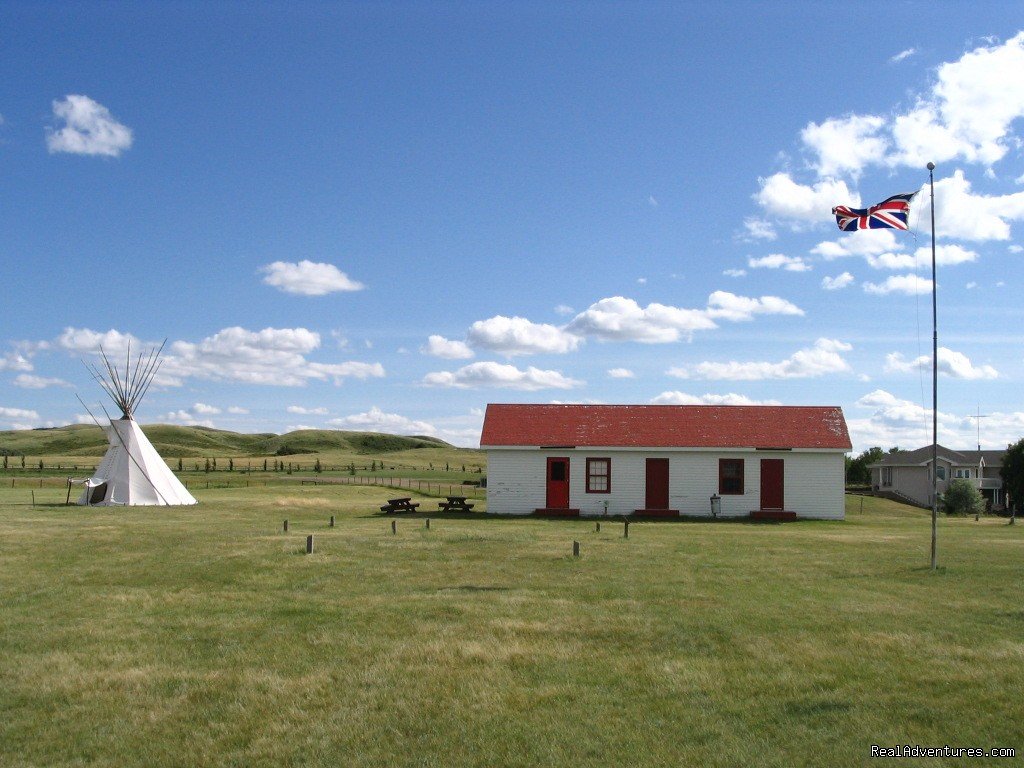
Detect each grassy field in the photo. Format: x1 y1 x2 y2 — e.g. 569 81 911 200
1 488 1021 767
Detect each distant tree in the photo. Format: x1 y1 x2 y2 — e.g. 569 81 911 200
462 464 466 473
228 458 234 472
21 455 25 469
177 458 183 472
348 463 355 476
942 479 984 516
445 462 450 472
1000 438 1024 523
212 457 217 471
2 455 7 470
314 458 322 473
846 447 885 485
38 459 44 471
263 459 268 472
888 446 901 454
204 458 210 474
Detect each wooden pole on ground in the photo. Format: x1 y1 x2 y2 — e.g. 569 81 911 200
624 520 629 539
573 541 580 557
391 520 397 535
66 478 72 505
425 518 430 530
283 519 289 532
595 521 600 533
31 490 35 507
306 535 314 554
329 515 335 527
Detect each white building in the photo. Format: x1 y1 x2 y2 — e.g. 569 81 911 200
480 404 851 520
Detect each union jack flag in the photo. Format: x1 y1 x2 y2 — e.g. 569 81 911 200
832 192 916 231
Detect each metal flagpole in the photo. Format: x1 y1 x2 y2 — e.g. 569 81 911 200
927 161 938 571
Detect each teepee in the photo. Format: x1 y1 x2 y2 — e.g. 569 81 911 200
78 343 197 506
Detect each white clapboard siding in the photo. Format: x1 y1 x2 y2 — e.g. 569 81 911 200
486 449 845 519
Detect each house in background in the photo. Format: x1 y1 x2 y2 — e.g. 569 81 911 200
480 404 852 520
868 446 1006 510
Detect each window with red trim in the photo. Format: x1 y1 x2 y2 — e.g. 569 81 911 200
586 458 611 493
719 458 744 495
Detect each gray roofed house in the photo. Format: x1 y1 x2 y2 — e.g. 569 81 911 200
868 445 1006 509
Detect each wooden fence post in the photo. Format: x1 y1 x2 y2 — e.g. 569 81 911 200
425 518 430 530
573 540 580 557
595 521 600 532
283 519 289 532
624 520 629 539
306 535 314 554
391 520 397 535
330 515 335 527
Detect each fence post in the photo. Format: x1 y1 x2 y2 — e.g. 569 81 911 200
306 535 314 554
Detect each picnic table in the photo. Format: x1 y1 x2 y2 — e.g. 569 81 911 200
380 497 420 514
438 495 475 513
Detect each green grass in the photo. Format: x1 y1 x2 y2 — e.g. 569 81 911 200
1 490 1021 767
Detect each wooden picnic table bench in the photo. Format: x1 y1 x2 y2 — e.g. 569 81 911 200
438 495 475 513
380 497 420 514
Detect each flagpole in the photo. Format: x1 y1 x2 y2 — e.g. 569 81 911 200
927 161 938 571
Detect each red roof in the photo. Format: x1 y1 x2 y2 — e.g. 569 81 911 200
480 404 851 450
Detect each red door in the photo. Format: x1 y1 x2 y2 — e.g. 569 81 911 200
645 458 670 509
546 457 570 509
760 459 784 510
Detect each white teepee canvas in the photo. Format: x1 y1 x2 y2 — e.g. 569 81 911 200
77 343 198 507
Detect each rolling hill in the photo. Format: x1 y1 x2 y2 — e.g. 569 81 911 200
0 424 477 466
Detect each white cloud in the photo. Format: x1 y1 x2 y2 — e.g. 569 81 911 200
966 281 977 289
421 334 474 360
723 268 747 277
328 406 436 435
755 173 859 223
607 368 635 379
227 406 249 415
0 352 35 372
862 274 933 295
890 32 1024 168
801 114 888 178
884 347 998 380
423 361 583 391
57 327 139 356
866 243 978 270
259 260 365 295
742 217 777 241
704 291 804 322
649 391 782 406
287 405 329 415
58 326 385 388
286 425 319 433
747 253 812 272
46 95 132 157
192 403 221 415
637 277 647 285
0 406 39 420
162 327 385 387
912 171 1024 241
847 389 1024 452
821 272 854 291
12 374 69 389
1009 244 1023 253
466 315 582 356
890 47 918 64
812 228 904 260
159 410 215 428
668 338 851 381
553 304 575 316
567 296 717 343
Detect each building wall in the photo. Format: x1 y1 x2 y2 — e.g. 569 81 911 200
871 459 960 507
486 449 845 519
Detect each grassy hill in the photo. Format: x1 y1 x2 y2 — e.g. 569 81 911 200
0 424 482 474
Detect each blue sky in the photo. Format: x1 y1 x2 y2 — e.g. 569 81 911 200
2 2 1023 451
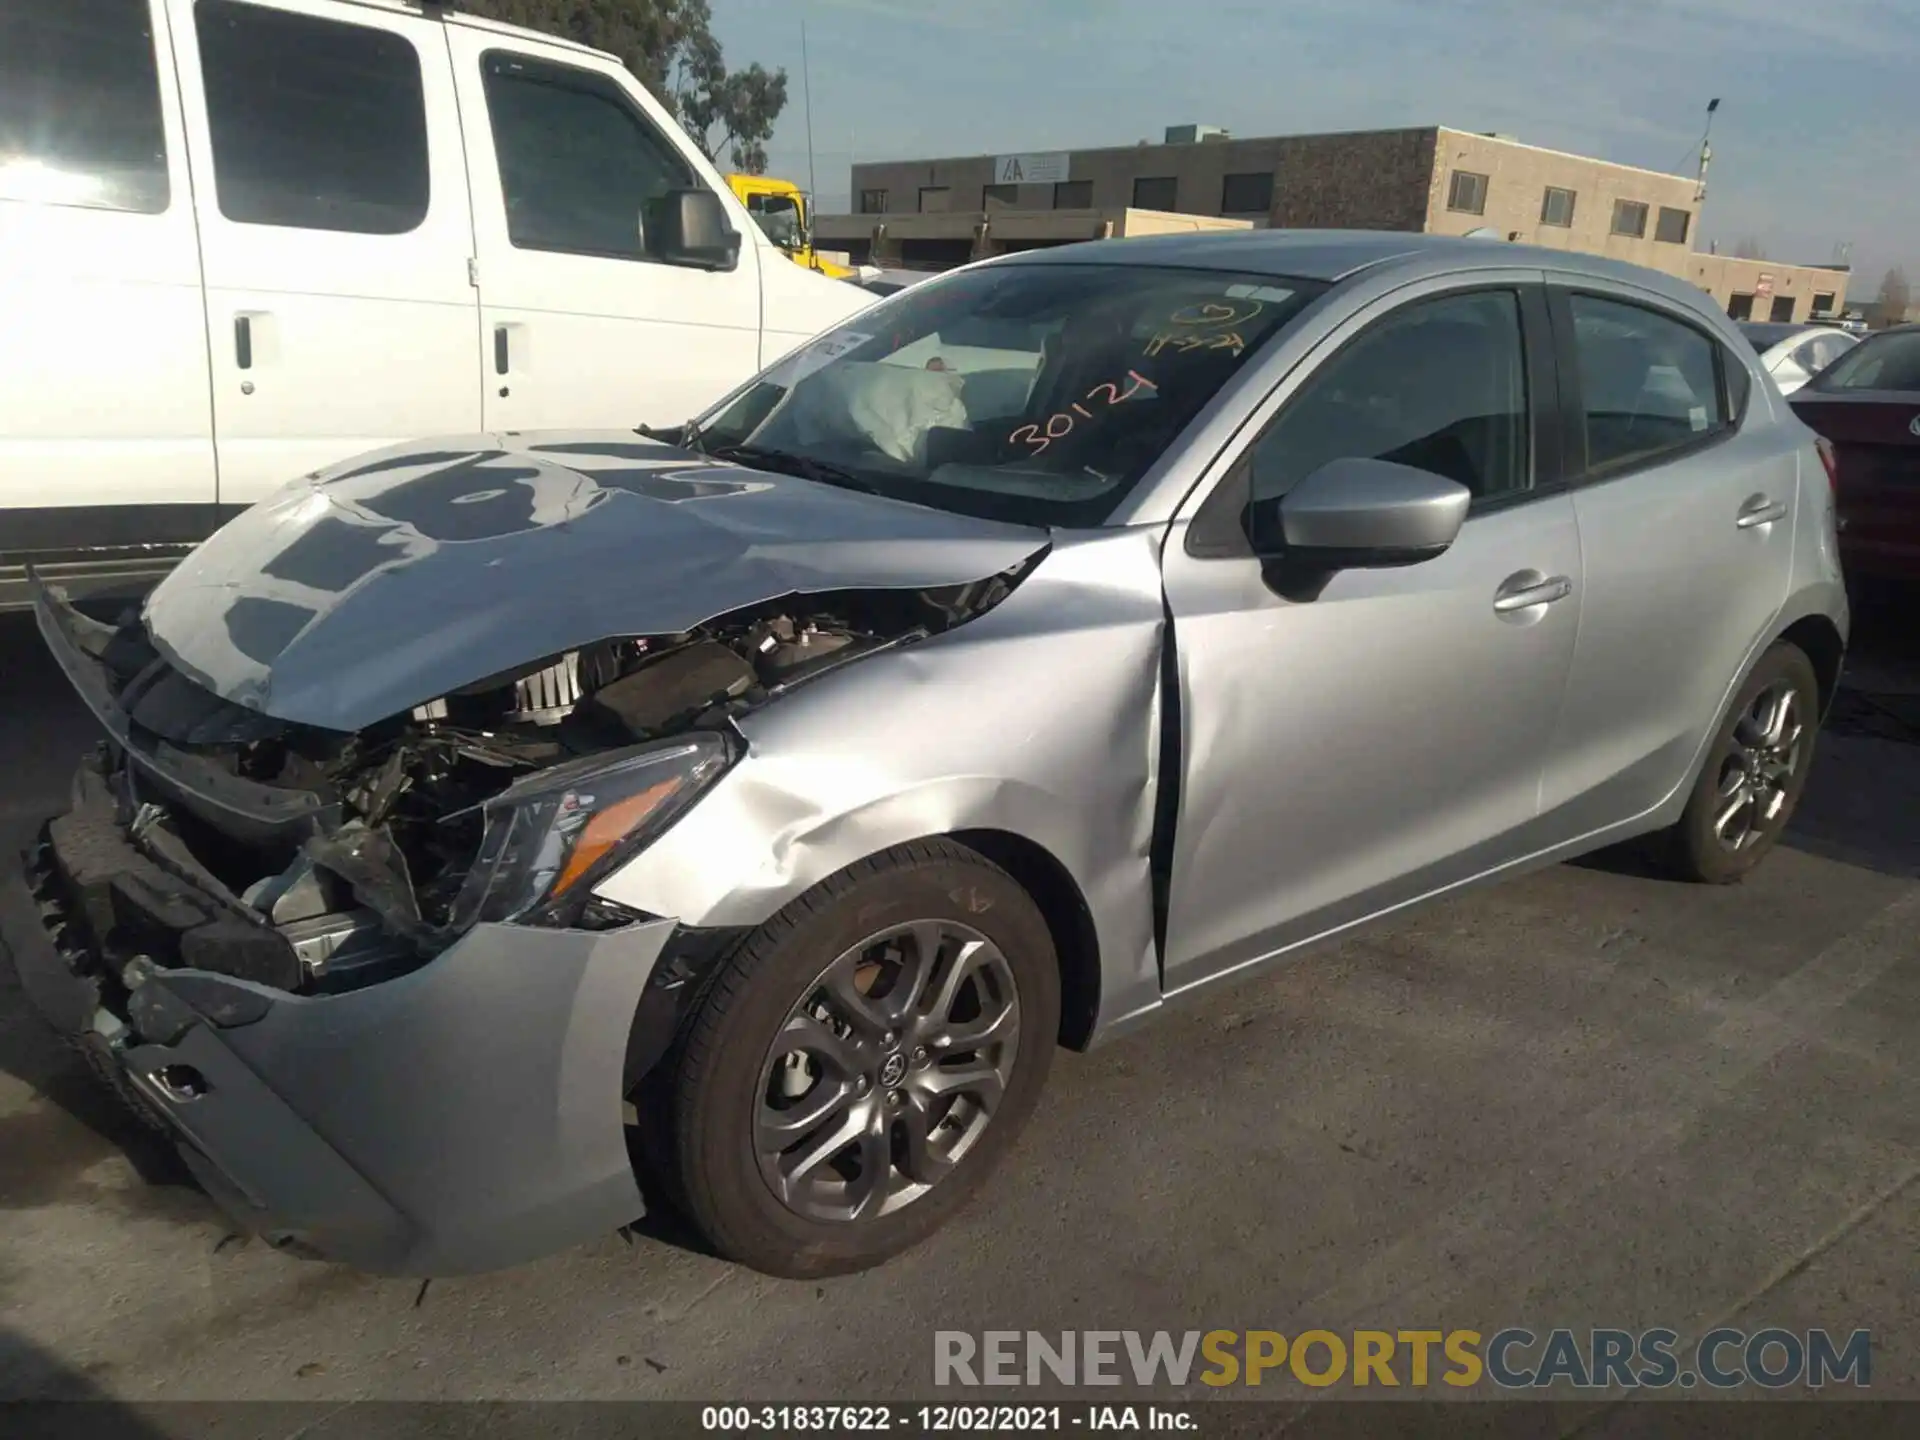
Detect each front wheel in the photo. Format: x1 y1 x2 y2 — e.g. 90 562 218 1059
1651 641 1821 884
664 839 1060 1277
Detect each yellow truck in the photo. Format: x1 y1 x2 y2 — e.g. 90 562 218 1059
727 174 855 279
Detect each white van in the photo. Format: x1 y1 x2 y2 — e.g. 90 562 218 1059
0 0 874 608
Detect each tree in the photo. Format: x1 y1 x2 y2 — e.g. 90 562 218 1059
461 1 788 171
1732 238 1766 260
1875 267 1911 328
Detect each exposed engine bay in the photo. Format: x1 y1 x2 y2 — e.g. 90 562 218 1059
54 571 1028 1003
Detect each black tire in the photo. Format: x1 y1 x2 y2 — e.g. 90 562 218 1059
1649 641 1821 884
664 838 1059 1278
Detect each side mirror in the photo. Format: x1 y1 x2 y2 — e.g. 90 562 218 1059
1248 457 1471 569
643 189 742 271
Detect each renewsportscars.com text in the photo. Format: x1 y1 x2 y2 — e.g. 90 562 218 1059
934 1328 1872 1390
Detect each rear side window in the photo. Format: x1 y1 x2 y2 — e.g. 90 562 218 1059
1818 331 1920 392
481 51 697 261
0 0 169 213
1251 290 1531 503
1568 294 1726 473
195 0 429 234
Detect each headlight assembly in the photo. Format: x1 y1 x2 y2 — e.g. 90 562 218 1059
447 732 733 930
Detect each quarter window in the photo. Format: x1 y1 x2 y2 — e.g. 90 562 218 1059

+++++

■ TASK PROMPT
Transcribe every record above in full. Pictures stay out of the copy.

■ TASK RESULT
Detect each grassy field in the photo. Format: x1 y1 x2 y2 — e.g. 569 81 911 200
1 488 1021 767
Detect each distant tree in the photo. Format: x1 y1 x2 y2 — e.g. 569 81 911 200
462 464 466 473
228 458 234 472
21 455 25 469
177 458 183 472
348 463 355 476
942 479 984 516
445 462 450 472
1000 438 1024 523
212 457 217 471
2 455 7 470
314 458 322 473
846 447 885 485
38 459 44 471
263 459 268 472
888 446 901 454
204 458 210 474
Detect each wooden pole on ground in the photo. Format: x1 y1 x2 y2 — e.g. 569 81 911 200
624 520 629 539
573 541 580 557
391 520 397 535
66 478 72 505
425 518 430 530
283 519 289 532
595 521 600 533
31 490 35 507
306 535 314 554
329 515 335 527
Detect each white building in the photo. Format: x1 y1 x2 y2 — e.g. 569 81 911 200
480 404 851 520
Detect each union jack flag in the photo. Format: x1 y1 x2 y2 — e.g. 569 81 911 200
832 192 916 231
Detect each metal flagpole in the photo. Format: x1 y1 x2 y2 — e.g. 569 81 911 200
927 161 938 571
Detect each teepee in the photo. Format: x1 y1 x2 y2 — e.g. 569 81 911 200
78 343 197 506
Detect each white clapboard siding in the photo. Format: x1 y1 x2 y2 — e.g. 569 81 911 200
486 449 845 519
Detect each house in background in the photo. Format: x1 y1 x2 y2 — e.g. 569 81 911 200
480 404 852 520
868 446 1006 510
Detect each window with red trim in the photo. Format: x1 y1 x2 y2 — e.g. 569 81 911 200
586 458 611 493
719 458 744 495
Detect each gray roofed house in the photo. Format: x1 y1 x2 y2 — e.g. 569 81 911 200
868 445 1006 509
Detect each wooden fence post in the photo. Format: x1 y1 x2 y2 — e.g. 569 81 911 200
425 518 430 530
573 540 580 557
595 521 600 532
283 519 289 532
624 520 629 539
306 535 314 554
391 520 397 535
330 515 335 527
Detect each fence post in the photo. Format: x1 y1 x2 y2 — e.g. 569 81 911 200
306 535 314 554
Detect each picnic table in the photo. Format: x1 y1 x2 y2 — e.g. 569 81 911 200
380 497 420 514
438 495 475 513
Detect each green grass in the photo. Format: x1 y1 x2 y2 — e.g. 569 81 911 200
1 490 1021 767
Detect each wooden picnic table bench in the photo. Format: x1 y1 x2 y2 — e.g. 569 81 911 200
438 495 475 513
380 497 420 514
Detect each flagpole in the photo. Format: x1 y1 x2 y2 — e.g. 569 81 911 200
927 161 938 571
Detect each red roof in the photo. Format: x1 y1 x2 y2 — e.g. 569 81 911 200
480 404 851 450
Detect each red door in the photo. Format: x1 y1 x2 y2 — e.g. 569 81 911 200
645 458 670 509
546 457 570 509
760 459 784 510
Detect each white teepee canvas in the photo. Format: x1 y1 x2 y2 — e.g. 569 81 911 200
77 343 198 507
Detect each rolling hill in the photo. Format: x1 y1 x2 y2 — e.g. 569 81 911 200
0 424 477 466
Detect each white cloud in the photo. Format: x1 y1 x2 y2 — e.g. 569 81 911 200
966 281 977 289
421 334 474 360
723 268 747 277
328 406 436 435
755 173 859 223
607 368 635 379
227 406 249 415
0 352 35 372
862 274 933 295
890 32 1024 168
801 114 888 178
884 347 998 380
423 361 583 391
57 327 139 356
866 243 978 270
259 260 365 295
742 217 777 241
704 291 804 322
649 391 782 406
287 405 329 415
58 326 385 388
286 425 319 433
747 253 812 272
46 95 132 157
192 403 221 415
637 277 647 285
0 406 39 420
162 327 385 387
912 171 1024 241
847 389 1024 452
821 272 854 291
12 374 69 389
1009 244 1023 253
466 315 582 356
890 47 918 64
812 228 904 260
159 410 215 428
668 338 851 381
553 304 575 316
567 296 717 343
Detect each building wall in the photo. Format: x1 y1 x2 y2 — e.g. 569 81 911 200
871 459 960 507
486 449 845 519
Detect each grassy hill in the photo. Format: x1 y1 x2 y2 — e.g. 569 81 911 200
0 424 482 474
Detect each blue sky in the photo. Format: x1 y1 x2 y2 — e.g. 569 81 911 200
2 2 1023 451
Detect each front wheel in the photo. Format: x1 y1 x2 y2 — e.g. 90 562 218 1059
1651 641 1821 884
664 839 1060 1277
Detect each yellow truck in the photo. Format: x1 y1 x2 y2 — e.g. 90 562 218 1059
727 174 855 279
Detect each white van in the photo. Format: x1 y1 x2 y2 — e.g. 90 562 218 1059
0 0 874 608
Detect each tree in the photo. Format: x1 y1 x2 y2 — e.g. 90 562 218 1059
461 1 788 171
1732 238 1766 260
1875 267 1911 328
Detect each exposed engine bay in the photo. Format: x1 y1 x2 y2 — e.g. 90 562 218 1059
54 571 1028 1003
Detect each black tire in the photo. Format: x1 y1 x2 y2 — e.g. 90 562 218 1059
1649 641 1821 884
664 838 1059 1278
Detect each side mirror in the photo. Format: x1 y1 x2 y2 — e.g. 90 562 218 1059
1248 457 1471 569
643 189 742 271
Detect each renewsportscars.com text in the photo. Format: x1 y1 x2 y2 — e.g. 90 562 218 1059
934 1328 1872 1390
Detect each rear side window in the photo. Format: x1 y1 x2 y2 — e.g. 90 562 218 1059
1818 331 1920 392
481 51 697 261
0 0 169 213
1251 290 1531 503
1568 294 1726 473
195 0 429 234
Detect each headlight assembly in the photo. Format: x1 y1 x2 y2 — e.g. 90 562 218 1059
447 732 733 930
Detect each quarter window in the photo. Format: x1 y1 x2 y2 — e.g. 90 562 218 1059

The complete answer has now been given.